#### What this task involves:
Please copy the entries below verbatim, from the line with "In this exercise you will locate the long" to the line with "point(254, 392)", including both of those lines.

[Begin The records]

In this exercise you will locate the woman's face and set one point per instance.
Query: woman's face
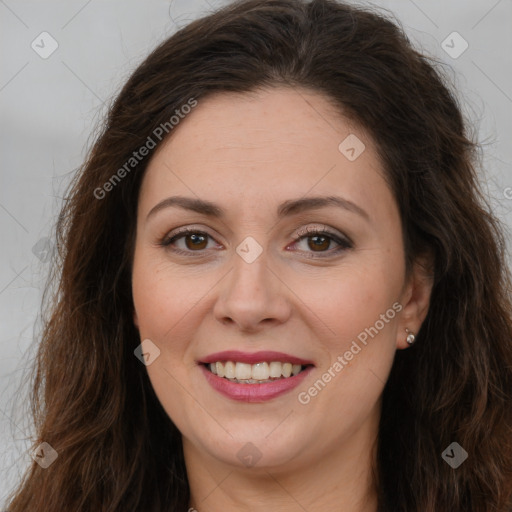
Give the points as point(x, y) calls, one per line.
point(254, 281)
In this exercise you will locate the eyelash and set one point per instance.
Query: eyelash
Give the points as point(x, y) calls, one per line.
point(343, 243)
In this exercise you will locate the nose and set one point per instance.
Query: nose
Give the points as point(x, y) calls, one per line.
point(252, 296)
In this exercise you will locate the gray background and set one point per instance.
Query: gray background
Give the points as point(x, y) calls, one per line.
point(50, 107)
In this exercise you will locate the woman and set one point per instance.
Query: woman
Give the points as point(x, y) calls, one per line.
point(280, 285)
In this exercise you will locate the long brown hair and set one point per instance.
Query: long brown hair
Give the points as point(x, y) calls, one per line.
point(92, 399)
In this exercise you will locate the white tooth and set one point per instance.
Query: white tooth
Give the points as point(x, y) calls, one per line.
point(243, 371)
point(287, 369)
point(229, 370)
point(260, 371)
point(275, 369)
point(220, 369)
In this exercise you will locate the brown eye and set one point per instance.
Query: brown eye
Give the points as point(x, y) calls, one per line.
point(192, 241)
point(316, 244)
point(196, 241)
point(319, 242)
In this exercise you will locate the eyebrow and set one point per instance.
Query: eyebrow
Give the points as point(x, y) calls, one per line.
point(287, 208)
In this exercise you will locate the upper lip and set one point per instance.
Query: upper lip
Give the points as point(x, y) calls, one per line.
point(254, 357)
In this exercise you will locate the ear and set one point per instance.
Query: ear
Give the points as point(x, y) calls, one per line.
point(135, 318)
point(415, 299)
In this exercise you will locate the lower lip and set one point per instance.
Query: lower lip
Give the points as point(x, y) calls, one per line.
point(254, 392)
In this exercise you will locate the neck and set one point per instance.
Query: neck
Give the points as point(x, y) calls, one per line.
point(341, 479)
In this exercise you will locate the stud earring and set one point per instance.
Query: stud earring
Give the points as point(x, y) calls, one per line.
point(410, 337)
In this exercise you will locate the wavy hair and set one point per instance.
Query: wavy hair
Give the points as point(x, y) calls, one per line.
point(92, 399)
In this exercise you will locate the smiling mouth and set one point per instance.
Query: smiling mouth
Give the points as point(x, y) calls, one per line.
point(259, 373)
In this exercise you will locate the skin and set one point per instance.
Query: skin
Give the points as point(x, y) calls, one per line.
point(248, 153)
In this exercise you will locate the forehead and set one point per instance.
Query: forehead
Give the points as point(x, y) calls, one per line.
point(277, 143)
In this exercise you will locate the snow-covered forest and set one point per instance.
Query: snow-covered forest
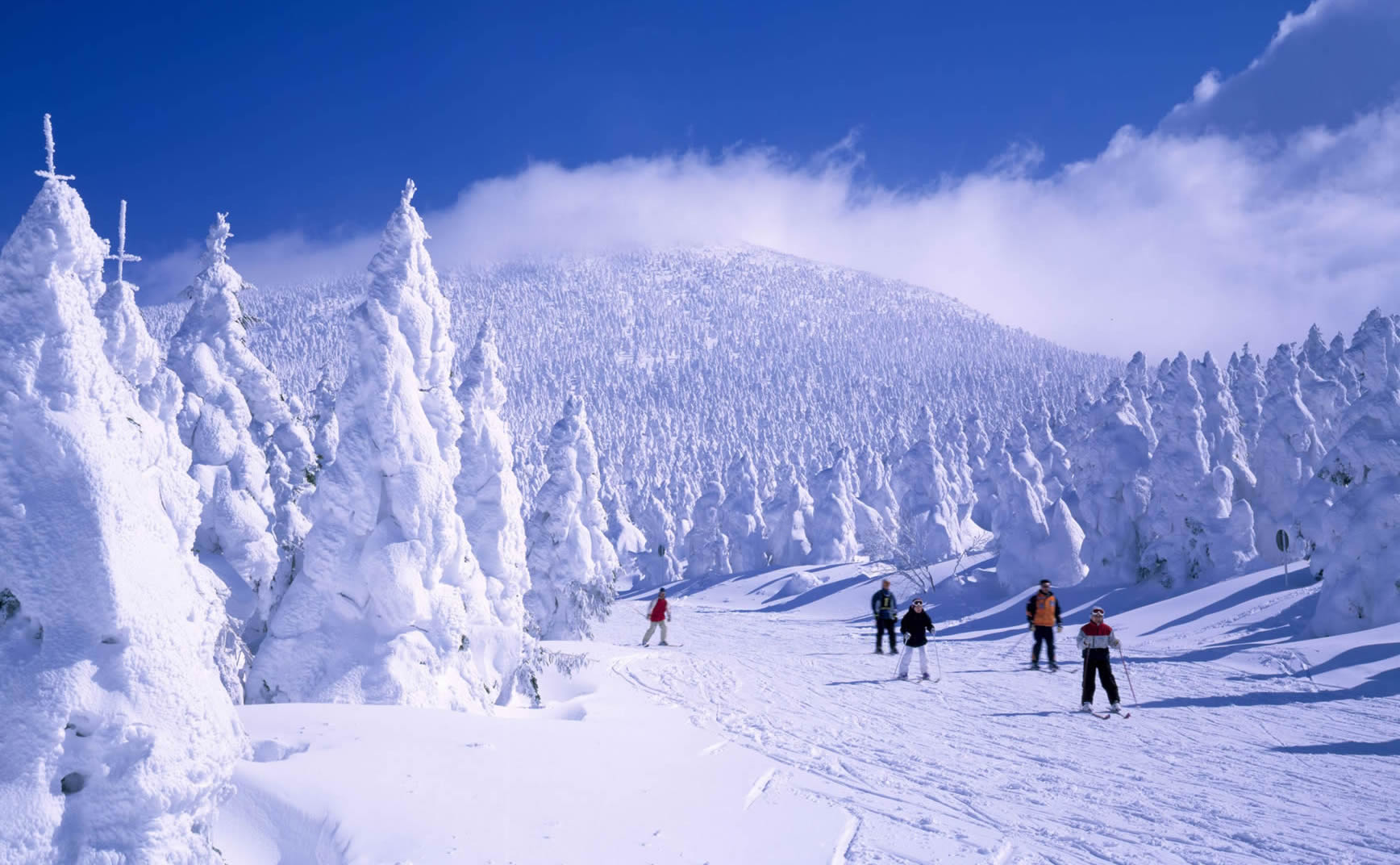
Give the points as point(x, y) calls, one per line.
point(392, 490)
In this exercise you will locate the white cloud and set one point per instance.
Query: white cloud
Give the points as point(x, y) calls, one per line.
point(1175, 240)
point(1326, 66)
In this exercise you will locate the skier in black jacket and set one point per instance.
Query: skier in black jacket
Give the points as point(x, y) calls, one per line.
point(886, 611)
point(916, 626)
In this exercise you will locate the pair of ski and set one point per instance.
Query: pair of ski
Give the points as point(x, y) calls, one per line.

[End The records]

#### Answer to this task:
In this exercise you will locate the long brown hair and set one point per instance.
Query: long brown hair
Give the points as point(x, y) calls, one per line.
point(92, 399)
In this exercise you will locate the white tooth and set one point per instance.
Query: white tooth
Give the points as point(x, y) calls, one per line.
point(243, 371)
point(287, 369)
point(229, 370)
point(260, 371)
point(275, 369)
point(220, 369)
In this exercise you will locate the brown eye and set one point per instance.
Query: brown eye
Give the points as point(x, y) calls, one per line.
point(192, 241)
point(316, 244)
point(196, 241)
point(319, 242)
In this exercise you will locate the eyebrow and set one point per instance.
Query: eyebrow
Give the points as point(x, y) calls, one per line.
point(287, 208)
In this exercise you will locate the upper lip and set one point per instance.
Query: upper lip
Give the points as point(x, y) calls, one per line.
point(254, 357)
In this exercise you will locate the ear and set one point per instance.
Query: ear
Give the points as point(x, y) calls, one per line.
point(135, 318)
point(415, 299)
In this exercise you will locate the lower lip and set one point per instance.
Query: lower lip
Give the points as point(x, y) calls, one per line.
point(254, 392)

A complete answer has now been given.